__WHAT IS BEING ASKED__
What do the lines say from the one containing "Could you kindly indicate each instance of the green blurred" to the end of the records? Restate them word for word, and only those.

• • • • •

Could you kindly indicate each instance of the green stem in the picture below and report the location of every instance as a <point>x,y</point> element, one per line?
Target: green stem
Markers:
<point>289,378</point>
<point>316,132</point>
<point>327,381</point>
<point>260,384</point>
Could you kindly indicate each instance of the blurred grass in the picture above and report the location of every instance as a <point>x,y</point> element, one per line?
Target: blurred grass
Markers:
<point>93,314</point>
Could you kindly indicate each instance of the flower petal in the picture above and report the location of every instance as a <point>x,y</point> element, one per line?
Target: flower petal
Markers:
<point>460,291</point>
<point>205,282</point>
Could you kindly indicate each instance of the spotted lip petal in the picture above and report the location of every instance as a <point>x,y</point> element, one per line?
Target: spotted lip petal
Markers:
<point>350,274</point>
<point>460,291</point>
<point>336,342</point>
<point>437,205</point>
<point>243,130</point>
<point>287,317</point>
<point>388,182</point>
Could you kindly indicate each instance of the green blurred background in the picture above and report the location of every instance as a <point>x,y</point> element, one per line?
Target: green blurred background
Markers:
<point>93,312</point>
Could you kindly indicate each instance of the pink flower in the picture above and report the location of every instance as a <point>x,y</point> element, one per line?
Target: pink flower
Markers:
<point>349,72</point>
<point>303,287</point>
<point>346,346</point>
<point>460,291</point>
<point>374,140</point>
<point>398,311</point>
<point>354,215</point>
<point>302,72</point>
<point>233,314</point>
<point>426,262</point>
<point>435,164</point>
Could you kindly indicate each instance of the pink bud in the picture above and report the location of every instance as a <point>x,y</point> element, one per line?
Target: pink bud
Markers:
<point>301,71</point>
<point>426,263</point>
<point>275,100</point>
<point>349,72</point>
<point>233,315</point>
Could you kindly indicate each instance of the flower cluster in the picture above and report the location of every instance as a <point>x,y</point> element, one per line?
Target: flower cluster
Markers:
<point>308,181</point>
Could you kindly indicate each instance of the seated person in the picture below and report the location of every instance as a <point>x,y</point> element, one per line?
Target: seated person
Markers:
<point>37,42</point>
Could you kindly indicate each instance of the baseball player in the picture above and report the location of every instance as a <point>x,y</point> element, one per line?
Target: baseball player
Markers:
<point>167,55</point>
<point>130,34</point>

• • • • •

__THE RESULT__
Could you kindly indicate each instance of the green blurred background in the picture above and report the location of every instance as a <point>x,y</point> element, one per line?
Target: green blurred background
Markers:
<point>93,312</point>
Could you kindly indicate each instance of the pink flower in the picture above and report the location of every instance as a <point>x,y</point> element, one per line?
Target: pink flower
Markers:
<point>349,72</point>
<point>303,287</point>
<point>346,346</point>
<point>460,291</point>
<point>374,140</point>
<point>398,311</point>
<point>354,215</point>
<point>302,72</point>
<point>233,314</point>
<point>426,262</point>
<point>435,164</point>
Could you kindly indicate each instance of the pink bud in the picture above and report the location of every instance as a <point>x,y</point> element, one per line?
Target: pink bud
Markers:
<point>301,71</point>
<point>426,263</point>
<point>275,100</point>
<point>349,72</point>
<point>233,315</point>
Could you kindly indicate each instance of the flower cluster in the picture above and report the location of every instance as a <point>x,y</point> element, one per line?
Target: flower cluster
Markers:
<point>308,181</point>
Could you kindly indicate each instance of the seated person in the picture below and report the location of every instance as a <point>x,y</point> element, one per line?
Target: seated person
Markers:
<point>37,42</point>
Could you kindly indicate each instance of the baseball player in the picture above and report the location of every instance as a <point>x,y</point> element, one per line?
Target: baseball player
Markers:
<point>167,55</point>
<point>130,34</point>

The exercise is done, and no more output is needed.